| Фрагмент текста |
При написании этой статьи использовался материал из Энциклопедического словаря Брокгауза и Ефрона (1890—1907).

Государственный социализм в Англии

«В известном смысле под понятие государственного социализма можно подвести деятельность фабианского общества в Англии»[7].

Школа государственного социализма в России

Легальный марксизм

Во второй трети XIX века теории государственного социализма попадают в поле зрения русских легальных марксистов. В их числе выделяется один из крупнейших русских экономистов того времени М. И. Туган-Барановский. В политико-экономических аспектах его трудов прослеживается влияние главного теоретика государственного социализма, Родбертуса. Так, следуя его методу, Туган делит экономические категории на логические (вечные) — ценность и стоимость, и исторические (преходящие) — прибавочную стоимость и собственно капиталистическое хозяйство.

Оригинальность мышления и творческий подход Туган-Барановского, однако, иногда приводили к запутыванию уже сложившейся системы категорий, переклассифицируемых им по второстепенным признакам. Это относится к его классификации социалистических учений, где в качестве критерия избран способ распределения и форма собственности и, соответственно, различаются

…социализм государственный, синдикальный, коммунальный и анархический и, соответственно, коммунизм государственный, коммунальный и анархический. Считал государственный социализм (учения Мора, Сен-Симона, Маркса, Беллами) наиболее продуманным и экономически возможным[8]
Здесь в один ряд учений «государственного социализма» вписаны и малоконкретизированные социалистические утопии Мора и Сен-Симона, и фундаментальная теория Маркса, и литературный опус Беллами[9], но игнорируется современная Туган-Барановскому доктрина «государственного социализма» в Германии.

| Набор записей |
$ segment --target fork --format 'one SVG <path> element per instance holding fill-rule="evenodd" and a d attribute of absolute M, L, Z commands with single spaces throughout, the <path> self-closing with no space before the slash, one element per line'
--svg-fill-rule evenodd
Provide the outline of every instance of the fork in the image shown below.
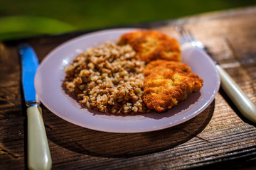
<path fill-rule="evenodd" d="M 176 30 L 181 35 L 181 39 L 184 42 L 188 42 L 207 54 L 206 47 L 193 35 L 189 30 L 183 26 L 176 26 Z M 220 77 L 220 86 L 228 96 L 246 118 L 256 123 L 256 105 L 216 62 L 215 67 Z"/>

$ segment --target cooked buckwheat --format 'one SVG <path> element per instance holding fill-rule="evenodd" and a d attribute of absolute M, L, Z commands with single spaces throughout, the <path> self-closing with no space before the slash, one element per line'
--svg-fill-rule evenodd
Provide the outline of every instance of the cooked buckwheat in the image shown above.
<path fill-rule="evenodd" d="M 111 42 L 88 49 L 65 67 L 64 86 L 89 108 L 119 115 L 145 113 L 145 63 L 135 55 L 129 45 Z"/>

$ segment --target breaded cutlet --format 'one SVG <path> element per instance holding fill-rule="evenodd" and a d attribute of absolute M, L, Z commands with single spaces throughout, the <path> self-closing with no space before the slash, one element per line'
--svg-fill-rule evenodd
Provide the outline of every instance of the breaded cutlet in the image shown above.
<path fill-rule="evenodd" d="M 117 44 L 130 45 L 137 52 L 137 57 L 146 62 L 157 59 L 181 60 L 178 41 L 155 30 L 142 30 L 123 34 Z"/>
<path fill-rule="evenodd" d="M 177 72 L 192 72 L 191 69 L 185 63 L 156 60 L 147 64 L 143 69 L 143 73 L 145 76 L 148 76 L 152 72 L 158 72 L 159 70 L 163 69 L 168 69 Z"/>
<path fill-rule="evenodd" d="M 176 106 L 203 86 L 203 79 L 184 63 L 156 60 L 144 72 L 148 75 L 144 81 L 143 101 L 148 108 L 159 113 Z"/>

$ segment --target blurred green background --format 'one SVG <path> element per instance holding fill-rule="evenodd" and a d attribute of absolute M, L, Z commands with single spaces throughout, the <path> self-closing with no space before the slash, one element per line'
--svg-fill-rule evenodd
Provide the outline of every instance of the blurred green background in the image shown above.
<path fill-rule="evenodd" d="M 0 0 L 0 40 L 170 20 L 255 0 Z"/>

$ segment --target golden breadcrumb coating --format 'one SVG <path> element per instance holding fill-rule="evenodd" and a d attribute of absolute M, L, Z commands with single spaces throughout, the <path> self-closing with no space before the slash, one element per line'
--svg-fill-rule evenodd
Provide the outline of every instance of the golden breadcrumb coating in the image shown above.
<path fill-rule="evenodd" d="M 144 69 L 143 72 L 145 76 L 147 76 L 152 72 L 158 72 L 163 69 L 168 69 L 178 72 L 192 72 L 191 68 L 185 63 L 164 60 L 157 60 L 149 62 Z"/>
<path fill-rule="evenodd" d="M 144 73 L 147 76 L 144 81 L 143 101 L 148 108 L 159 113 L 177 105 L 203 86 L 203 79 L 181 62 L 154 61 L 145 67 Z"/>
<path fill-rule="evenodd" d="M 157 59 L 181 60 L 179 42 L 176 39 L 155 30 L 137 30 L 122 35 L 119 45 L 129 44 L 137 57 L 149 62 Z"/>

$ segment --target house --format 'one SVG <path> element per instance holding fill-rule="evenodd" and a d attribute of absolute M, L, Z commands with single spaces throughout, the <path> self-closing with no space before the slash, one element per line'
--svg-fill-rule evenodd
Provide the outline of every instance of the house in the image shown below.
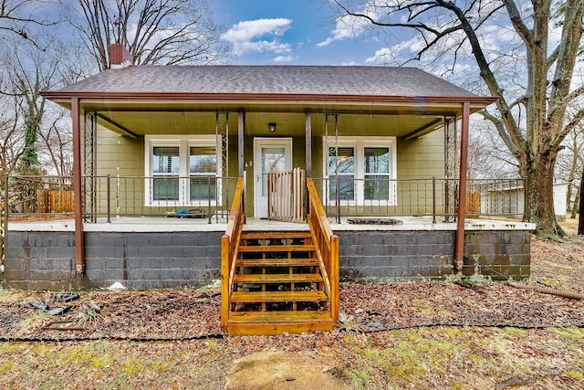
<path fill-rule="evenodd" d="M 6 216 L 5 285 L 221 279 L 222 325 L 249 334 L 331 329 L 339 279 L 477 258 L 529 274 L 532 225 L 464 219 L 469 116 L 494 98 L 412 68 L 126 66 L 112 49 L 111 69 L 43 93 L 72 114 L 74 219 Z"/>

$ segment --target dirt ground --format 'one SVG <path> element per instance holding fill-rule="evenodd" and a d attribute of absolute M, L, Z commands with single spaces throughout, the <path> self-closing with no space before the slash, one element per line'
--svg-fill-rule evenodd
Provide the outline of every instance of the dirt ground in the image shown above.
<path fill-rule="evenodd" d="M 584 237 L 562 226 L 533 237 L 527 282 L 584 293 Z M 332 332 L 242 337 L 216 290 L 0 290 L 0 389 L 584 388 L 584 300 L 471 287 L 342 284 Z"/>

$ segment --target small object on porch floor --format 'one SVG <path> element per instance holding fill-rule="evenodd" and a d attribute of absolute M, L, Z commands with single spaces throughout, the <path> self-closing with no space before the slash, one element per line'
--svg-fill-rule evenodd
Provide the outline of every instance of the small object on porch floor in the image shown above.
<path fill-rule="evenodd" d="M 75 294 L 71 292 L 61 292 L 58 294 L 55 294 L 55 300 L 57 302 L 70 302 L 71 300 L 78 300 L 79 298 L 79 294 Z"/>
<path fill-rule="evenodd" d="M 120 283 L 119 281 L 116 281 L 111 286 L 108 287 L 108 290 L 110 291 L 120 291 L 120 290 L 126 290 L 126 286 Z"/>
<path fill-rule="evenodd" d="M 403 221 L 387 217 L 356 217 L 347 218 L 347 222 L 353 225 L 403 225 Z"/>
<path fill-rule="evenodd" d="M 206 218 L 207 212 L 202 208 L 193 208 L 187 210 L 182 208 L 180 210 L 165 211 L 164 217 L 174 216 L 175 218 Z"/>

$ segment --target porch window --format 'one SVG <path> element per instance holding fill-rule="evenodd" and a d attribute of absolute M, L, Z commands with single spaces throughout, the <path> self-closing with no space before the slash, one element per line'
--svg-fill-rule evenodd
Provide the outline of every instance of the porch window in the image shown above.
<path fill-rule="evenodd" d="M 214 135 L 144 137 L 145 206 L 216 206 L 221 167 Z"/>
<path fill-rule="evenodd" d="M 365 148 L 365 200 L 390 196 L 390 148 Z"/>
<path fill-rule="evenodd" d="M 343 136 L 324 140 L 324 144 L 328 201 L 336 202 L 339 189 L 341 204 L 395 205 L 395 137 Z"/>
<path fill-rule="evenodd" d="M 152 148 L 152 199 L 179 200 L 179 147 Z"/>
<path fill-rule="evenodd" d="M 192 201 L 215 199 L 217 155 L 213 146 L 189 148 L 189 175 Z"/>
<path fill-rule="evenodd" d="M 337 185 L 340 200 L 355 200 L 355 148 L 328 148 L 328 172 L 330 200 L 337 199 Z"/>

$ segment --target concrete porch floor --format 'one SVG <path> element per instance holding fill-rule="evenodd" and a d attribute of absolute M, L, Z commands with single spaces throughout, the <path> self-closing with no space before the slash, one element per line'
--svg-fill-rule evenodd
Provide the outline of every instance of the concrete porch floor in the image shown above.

| Задание 1 |
Согласно фрагменту о государственном социализме, влияние какого теоретика прослеживается в политико-экономических аспектах трудов Туган-Барановского?
| Задание 2 |
Перепишите без изменений отрывок из фрагмента о государственном социализме между словами «Легальный марксизм» и «собственно капиталистическое хозяйство.» включительно.

| Ожидаемый ответ 1 |
Влияние Родбертуса, главного теоретика государственного социализма.

| Ожидаемый ответ 2 |
Легальный марксизм

Во второй трети XIX века теории государственного социализма попадают в поле зрения русских легальных марксистов. В их числе выделяется один из крупнейших русских экономистов того времени М. И. Туган-Барановский. В политико-экономических аспектах его трудов прослеживается влияние главного теоретика государственного социализма, Родбертуса. Так, следуя его методу, Туган делит экономические категории на логические (вечные) — ценность и стоимость, и исторические (преходящие) — прибавочную стоимость и собственно капиталистическое хозяйство.